Given task A. Transcribe the entries word for word, from the line containing "Provide the location of each instance of the ski slope" through the final line of the entries, with both of those lines included.
Given task B. Pick up the passage on the modified Weibull distribution and continue it from the point where it stops.

Document section.
The modified Weibull distribution (MWD), introduced by [Lai et al. (2003)](https://doi.org/10.1109/TR.2002.805788), which has been widely used in reliability and survival analysis. 
A random variable $X$ is said to follow a modified Weibull distribution if its cumulative distribution function $F(x)$ and probability density function $f(x)$ are given by
$$F(x) = 1- \exp \big( -a x^b e^{\lambda x} \big),$$
and
$$f(x) = a (b + \lambda x) x^{b-1} e^{\lambda x} \exp \big( -a x^b e^{\lambda x} \big),$$
where $x>0$, $a>0$ is the scale parameter, $b \ge 0$ is a shape parameter, and $\lambda \ge 0$ is an acceleration or flexibility parameter that controls how quickly the hazard grows over time. Then, the hazard function is 
$$
h(x) = a (b + \lambda x) x^{b-1}  e^{\lambda x}.

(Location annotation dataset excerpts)
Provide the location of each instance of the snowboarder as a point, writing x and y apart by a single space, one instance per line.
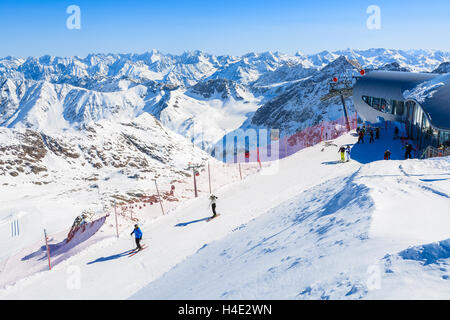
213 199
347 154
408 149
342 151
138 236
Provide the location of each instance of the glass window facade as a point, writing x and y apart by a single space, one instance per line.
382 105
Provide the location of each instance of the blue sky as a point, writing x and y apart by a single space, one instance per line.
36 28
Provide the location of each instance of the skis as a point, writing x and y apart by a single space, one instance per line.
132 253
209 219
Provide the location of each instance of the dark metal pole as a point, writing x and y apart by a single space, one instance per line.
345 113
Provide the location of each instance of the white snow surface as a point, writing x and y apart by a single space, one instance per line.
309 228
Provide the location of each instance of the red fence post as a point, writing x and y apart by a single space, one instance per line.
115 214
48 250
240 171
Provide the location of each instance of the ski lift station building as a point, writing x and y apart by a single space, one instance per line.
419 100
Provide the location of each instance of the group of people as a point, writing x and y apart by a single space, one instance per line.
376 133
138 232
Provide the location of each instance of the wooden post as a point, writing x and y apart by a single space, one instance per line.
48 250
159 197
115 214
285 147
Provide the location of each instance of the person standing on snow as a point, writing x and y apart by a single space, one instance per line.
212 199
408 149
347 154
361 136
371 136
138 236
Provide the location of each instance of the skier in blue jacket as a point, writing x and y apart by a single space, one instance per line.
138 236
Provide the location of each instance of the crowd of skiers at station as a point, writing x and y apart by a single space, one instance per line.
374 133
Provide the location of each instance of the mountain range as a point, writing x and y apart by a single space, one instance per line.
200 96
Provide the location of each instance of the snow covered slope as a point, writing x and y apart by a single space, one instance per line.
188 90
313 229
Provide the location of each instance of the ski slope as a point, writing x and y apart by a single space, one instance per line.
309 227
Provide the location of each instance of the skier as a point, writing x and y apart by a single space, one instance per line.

Expected answer A.
Provide the location of each instance of the ski slope as a point, writing x and y apart by a single space, one instance per line.
309 227
Provide the location of each instance of the skier as a point, writing x and y apart by a single space, one instance per line.

Expected answer B.
$$
When $\lambda=0$, it reduces to the two-parameter Weibull distribution with $F(x) = 1- \exp(-a x^b)$. 
When $b=0$, it reduces to a type I extreme-value (or log-gamma) distribution with $F(x) = 1- \exp(-a  e^{\lambda x} )$.


## References

Lai, C. D., Xie, M., & Murthy, D. N. P. (2003). *A modified Weibull distribution.* 
IEEE Transactions on Reliability, 52(1), 33–37. [doi.org/10.1109/TR.2002.805788](https://doi.org/10.1109/TR.2002.805788)